The Seattle Seven responded by filing suit against Oesting and other plaintiffs' attorneys. In court it was revealed that the processors had accepted a settlement of between 63.75 and 76 million dollars from Exxon for agreeing to return to Exxon their share of any punitive damages awarded by the court. The processors "agreed to be Exxon's front" in recovering punitive damages and Exxon agreed to pay their ongoing legal fees. Judge Holland accused Exxon of acting as "Jekyll and Hyde ... behaving laudably in public and deplorably in private." Even though they had already settled with Exxon, the Seattle Seven filed $745 million in punitive damage claims to be given back to Exxon. Judge Holland voided the agreement and said that neither Exxon nor the seafood processors would share in the punitive damages.

However, in 2000, a three– judge panel of the Ninth Circuit Court of Appeals overturned Holland's decision and reinstated the agreement. The appeals court ruled that Judge Holland had abused his discretion and characterized the settlement as "an innovative way to encourage settlements in large class-action cases" that was "in the public interest."

About this task:
Translate this sentence from the text on the Exxon punitive damages case into Spanish: "Judge Holland voided the agreement and said that neither Exxon nor the seafood processors would share in the punitive damages." The data after this point is separate material, unconnected to the text above.

Records shown:
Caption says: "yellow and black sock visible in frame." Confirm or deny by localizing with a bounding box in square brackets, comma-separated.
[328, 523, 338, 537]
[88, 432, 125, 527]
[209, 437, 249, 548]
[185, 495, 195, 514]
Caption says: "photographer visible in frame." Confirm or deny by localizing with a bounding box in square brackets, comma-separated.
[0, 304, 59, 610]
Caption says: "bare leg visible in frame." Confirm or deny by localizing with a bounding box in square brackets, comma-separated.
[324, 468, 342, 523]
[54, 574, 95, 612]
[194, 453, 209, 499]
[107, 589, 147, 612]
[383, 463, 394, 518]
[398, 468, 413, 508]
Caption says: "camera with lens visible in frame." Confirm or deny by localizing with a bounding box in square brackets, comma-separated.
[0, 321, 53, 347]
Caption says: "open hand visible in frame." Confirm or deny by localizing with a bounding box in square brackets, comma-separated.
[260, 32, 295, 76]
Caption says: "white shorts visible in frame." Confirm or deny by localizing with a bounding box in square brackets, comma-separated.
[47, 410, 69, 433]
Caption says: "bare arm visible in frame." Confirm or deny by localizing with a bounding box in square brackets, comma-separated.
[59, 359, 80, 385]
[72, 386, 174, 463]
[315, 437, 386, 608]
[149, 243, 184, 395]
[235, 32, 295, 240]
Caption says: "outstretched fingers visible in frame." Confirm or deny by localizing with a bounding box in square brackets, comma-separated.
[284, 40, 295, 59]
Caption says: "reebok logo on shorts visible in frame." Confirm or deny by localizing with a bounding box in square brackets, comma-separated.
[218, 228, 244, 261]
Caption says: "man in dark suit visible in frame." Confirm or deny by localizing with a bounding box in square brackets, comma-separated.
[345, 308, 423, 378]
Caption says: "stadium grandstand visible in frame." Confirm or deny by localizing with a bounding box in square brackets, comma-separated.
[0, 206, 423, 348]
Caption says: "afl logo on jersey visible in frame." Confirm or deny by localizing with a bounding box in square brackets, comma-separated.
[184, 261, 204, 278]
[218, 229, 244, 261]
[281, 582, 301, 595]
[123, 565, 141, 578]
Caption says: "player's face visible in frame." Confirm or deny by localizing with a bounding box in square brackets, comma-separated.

Result for this exercise:
El juez Holland anuló el acuerdo y dijo que ni Exxon ni las procesadoras de mariscos recibirían parte de los daños punitivos.